## [Problem description]
The listing, minus its pictures, is to be given again exactly.

## [Supplied entries]
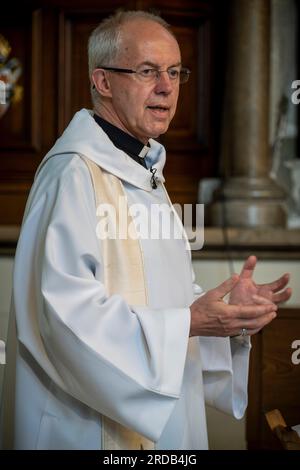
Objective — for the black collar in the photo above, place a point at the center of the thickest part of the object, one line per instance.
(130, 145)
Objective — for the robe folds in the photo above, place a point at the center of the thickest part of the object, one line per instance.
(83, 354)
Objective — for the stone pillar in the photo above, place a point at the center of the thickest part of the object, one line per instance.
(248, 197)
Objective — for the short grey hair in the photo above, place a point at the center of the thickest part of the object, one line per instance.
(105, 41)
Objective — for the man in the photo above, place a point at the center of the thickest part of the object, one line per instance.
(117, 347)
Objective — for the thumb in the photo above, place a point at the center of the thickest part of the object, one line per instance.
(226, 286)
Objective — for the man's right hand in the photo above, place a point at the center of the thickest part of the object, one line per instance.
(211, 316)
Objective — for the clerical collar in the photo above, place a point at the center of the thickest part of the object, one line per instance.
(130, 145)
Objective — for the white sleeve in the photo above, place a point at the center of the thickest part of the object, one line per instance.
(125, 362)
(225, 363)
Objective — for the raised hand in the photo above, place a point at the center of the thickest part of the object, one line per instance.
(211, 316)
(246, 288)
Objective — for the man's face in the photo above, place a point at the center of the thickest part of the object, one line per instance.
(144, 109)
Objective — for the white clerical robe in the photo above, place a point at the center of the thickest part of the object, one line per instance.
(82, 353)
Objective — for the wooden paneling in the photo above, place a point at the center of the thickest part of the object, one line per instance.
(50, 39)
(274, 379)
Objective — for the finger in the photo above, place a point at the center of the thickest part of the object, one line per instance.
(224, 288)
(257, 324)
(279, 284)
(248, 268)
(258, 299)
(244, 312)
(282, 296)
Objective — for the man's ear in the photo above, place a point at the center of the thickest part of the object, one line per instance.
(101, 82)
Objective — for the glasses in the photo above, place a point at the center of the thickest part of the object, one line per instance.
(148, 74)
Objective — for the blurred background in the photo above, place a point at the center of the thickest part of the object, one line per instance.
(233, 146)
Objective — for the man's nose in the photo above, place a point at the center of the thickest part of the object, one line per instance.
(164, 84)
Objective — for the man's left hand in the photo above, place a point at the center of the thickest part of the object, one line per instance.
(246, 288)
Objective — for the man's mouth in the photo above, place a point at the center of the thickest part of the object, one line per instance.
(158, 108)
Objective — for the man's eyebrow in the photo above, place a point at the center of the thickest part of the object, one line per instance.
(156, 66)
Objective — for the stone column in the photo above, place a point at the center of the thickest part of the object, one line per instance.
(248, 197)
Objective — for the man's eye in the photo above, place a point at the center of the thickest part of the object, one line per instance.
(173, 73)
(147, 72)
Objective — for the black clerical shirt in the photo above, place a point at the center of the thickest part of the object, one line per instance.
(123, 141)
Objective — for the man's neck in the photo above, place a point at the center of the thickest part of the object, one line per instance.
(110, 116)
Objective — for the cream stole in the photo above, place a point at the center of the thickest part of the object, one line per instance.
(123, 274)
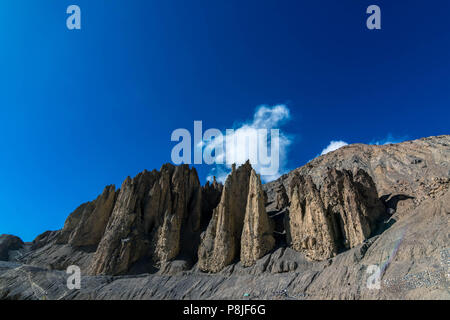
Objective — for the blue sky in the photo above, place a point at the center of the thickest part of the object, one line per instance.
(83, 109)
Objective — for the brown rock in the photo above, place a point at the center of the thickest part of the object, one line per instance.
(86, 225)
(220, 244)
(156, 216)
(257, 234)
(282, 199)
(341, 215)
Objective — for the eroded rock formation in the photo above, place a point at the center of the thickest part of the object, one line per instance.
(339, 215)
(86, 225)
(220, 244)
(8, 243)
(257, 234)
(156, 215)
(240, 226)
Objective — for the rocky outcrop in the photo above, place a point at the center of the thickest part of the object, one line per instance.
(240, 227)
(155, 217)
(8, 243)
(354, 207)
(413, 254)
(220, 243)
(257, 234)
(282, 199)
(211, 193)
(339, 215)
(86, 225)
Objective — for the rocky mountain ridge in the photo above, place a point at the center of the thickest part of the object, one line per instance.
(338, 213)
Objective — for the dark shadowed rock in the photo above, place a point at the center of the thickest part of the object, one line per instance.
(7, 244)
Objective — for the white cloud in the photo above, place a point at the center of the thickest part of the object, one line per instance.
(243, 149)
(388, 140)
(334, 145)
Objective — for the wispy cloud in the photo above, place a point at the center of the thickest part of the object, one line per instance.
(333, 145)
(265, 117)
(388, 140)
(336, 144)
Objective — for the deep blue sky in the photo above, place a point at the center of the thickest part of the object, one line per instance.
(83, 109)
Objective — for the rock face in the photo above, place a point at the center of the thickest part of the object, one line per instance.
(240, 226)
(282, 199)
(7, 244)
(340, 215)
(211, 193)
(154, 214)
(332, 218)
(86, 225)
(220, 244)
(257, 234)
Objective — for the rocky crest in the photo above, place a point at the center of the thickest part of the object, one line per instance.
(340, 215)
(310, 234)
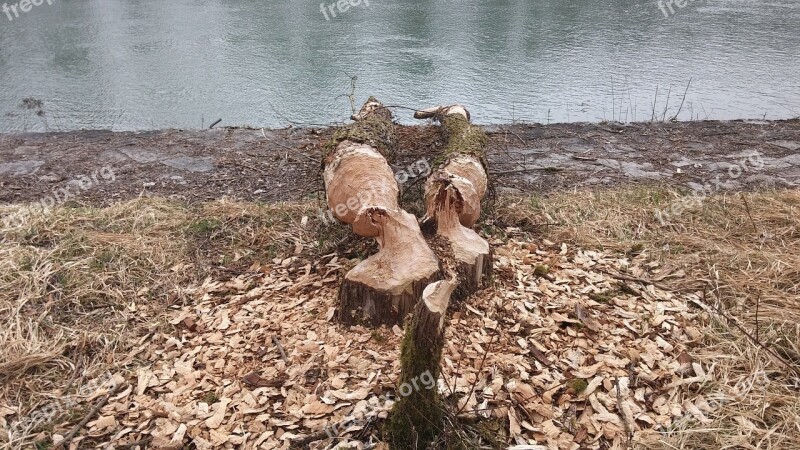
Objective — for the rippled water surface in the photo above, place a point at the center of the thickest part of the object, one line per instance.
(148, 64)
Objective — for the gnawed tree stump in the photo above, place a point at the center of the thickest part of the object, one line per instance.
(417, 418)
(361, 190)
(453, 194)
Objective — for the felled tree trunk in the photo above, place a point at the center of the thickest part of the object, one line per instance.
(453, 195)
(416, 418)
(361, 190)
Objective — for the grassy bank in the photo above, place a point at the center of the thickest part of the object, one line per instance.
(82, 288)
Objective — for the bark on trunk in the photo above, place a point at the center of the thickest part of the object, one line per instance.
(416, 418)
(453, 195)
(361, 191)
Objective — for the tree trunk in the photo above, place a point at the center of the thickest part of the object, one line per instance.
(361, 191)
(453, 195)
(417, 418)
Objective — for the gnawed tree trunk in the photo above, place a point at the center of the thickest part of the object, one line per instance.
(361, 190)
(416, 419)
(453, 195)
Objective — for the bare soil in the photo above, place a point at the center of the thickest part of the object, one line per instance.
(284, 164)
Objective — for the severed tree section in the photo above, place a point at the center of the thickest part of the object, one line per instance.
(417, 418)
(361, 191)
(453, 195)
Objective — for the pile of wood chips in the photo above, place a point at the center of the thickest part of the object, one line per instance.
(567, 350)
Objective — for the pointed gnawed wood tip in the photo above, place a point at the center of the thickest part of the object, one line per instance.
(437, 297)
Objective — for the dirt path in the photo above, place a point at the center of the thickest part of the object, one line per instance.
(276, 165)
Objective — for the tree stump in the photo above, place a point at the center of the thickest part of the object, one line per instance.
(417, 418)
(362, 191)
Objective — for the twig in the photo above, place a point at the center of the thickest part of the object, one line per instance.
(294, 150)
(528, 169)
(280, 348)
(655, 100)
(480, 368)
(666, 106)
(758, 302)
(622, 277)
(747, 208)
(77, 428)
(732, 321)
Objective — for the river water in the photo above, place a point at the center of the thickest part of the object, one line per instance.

## [Final answer]
Objective — for the black collar in the photo above, place a point at the center of the thickest part of the object, one line per instance.
(130, 145)
Objective — for the robe folds in the photo above, place a point at the center of the thickest part of the object, one line per instance.
(83, 354)
Objective — for the stone pillar in the photo above, place a point at the center of the thickest part of the object, one line per instance.
(248, 197)
Objective — for the short grey hair in the photo above, place a point at the center of the thickest part of the object, one line per instance.
(105, 41)
Objective — for the man in the photo above, place a point at the center of the thickest part of the object, one line per instance.
(117, 347)
Objective — for the thumb in the photo above, place a point at the center of the thickest part of the object, one line per instance.
(226, 286)
Objective — for the man's right hand in the photo above, place a point at the center of the thickest part of the object, one line per instance.
(211, 316)
Objective — for the clerical collar in the photo above, place a point at the center of the thickest part of the object, one line per instance.
(130, 145)
Objective — for the white sleeve in the photo above, place a point at the center of the thickest part of the object, one line per instance.
(125, 362)
(225, 363)
Objective — for the raised hand in the photo above, place a point at the center of the thickest part of the object, one line per instance.
(211, 316)
(246, 288)
Objective — for the man's face in the photo above, place a point at the center of the thickest part of the object, one line per instance.
(144, 109)
Objective — for the white clerical robe in the photo above, place a point at the center of the thickest part of the object, one line per instance.
(82, 353)
Objective — for the wooden paneling in the photo above, place a point at the center of the thickest part of the object, one line per instance.
(50, 39)
(274, 379)
Objective — for the finger in the photo above, place a point at the center of the thickest part of the object, one line per instance.
(224, 288)
(257, 324)
(279, 284)
(248, 268)
(258, 299)
(244, 312)
(282, 296)
Objective — for the man's ear in the photo above, place a point at the center of the thickest part of the object, one line per instance.
(101, 82)
Objective — for the glasses in the photo above, place a point at the center of the thickest part of the object, one line per instance.
(148, 74)
Objective — for the blurred background in the photo above, place a point at the center of the thickest part of the object, one line per instance.
(233, 146)
Objective — for the man's nose in the photo above, place a point at the center of the thickest part of the object, one line per instance.
(164, 84)
Objective — for the man's left hand in the photo above, place a point at the center of the thickest part of the object, one line per instance.
(246, 288)
Objective — for the man's mouth in the photo above, place a point at the center of the thickest part of the object, one line per instance.
(158, 108)
Objective — for the man's eyebrow in the photo above, place a point at the center of the thickest part of the object, one line per instance.
(156, 66)
Objective — for the stone column in the photo above, place a point at the center of the thickest part of the object, one line per instance.
(248, 197)
Objective — for the man's eye in the photo above, place a point at the center of the thickest part of the object, one line per instance.
(173, 73)
(147, 72)
Objective — for the black clerical shirt in the photo above, place a point at the center of the thickest part of the object, one line per instance.
(123, 141)
Objective — for the man's neck in the photo above, place a point at the center of the thickest part of the object, one line per instance.
(110, 116)
Objective — for the cream stole in the photo above, place a point at the center of the thickest part of the object, one line per instance.
(123, 274)
Objective — for the blue sky in the photo above, place a point at the center of the thickest part of the object, one line per instance.
(83, 109)
Objective — for the brown rock in the photo above, place a point at the center of the thickest part of the object, one line per instance.
(86, 225)
(220, 244)
(156, 216)
(257, 234)
(282, 199)
(341, 215)
Objective — for the eroded rock formation in the photo above, place a point at the center of the thickest part of the object, one line per instance.
(339, 215)
(86, 225)
(220, 244)
(8, 243)
(257, 234)
(156, 215)
(240, 226)
Objective — for the rocky outcrop in the photo above, place a point at the center of the thickest part of the object, one line per instance.
(240, 227)
(155, 217)
(8, 243)
(354, 207)
(413, 254)
(220, 243)
(257, 234)
(282, 199)
(211, 193)
(339, 215)
(86, 225)
Objective — for the rocky mountain ridge in the photo above, place a point at the center of the thickest part of the object, one line per instance.
(338, 213)
Objective — for the dark shadowed rock in the photo above, place a point at the center of the thickest part of the object, one line per instance.
(7, 244)
Objective — for the white cloud in the photo above, place a point at the center of the thickest part of the object, one line per instance.
(243, 149)
(388, 140)
(334, 145)
Objective — for the wispy cloud in the photo above, place a point at the center of the thickest part of the object, one line per instance.
(333, 145)
(265, 117)
(388, 140)
(336, 144)
Objective — for the deep blue sky in the photo above, place a point at the center of the thickest part of the object, one line per instance.
(83, 109)
Objective — for the rock face in the photo above, place a point at the center of the thickest part of the object, one line per instance.
(240, 226)
(282, 199)
(7, 244)
(340, 215)
(211, 193)
(154, 214)
(332, 218)
(86, 225)
(220, 244)
(257, 234)
Objective — for the rocky crest in the photo above, place a point at the center of the thickest part of the object, one line per instance.
(340, 215)
(310, 234)
Objective — for the rippled water surface in the photo above, place a point at the center of the thickest part of the object, one line per instance.
(148, 64)
Objective — for the gnawed tree stump in the photo above, place a point at the center of the thickest part of the object, one line per instance.
(417, 418)
(361, 190)
(453, 194)
Objective — for the felled tree trunk in the photo above, place a point at the center of the thickest part of the object, one line per instance.
(453, 195)
(416, 418)
(361, 190)
Objective — for the grassy bank in the photo above, place a point at the center of the thickest part of the object, one line per instance.
(82, 288)
Objective — for the bark on trunk in the photo above, place a point at the center of the thickest part of the object, one line per instance.
(416, 418)
(453, 195)
(361, 191)
Objective — for the tree trunk in the photo above, place a point at the center of the thickest part of the object, one line per instance.
(361, 191)
(453, 195)
(417, 418)
Objective — for the gnawed tree trunk in the photo above, place a point at the center of the thickest part of the object, one line per instance.
(361, 190)
(416, 419)
(453, 195)
Objective — for the bare soil in the photo above, place a point at the center of the thickest part of the object, one line per instance.
(284, 164)
Objective — for the severed tree section in the photo above, place a point at the center of the thickest part of the object, one line per instance.
(417, 418)
(361, 191)
(453, 195)
Objective — for the pile of wood chips in the photo above, place a point at the center of the thickest part of the object, one line per instance.
(567, 350)
Objective — for the pointed gnawed wood tip in the photo above, place a point at the center of the thickest part of the object, one line per instance.
(437, 297)
Objective — for the dirt path in the photo above, place a point at the center of the thickest part of the object, one line per instance.
(276, 165)
Objective — for the tree stump in the photo above, place a point at the center of the thickest part of the object, one line per instance.
(417, 418)
(362, 191)
Objective — for the twig in the photo above, place a point at the center of the thickest part of the object, one line per instance.
(294, 150)
(528, 169)
(280, 348)
(655, 100)
(480, 368)
(666, 106)
(758, 302)
(622, 277)
(747, 208)
(77, 428)
(732, 321)
Objective — for the river water in the photo above, place a point at the center of the thickest part of the object, one line per instance.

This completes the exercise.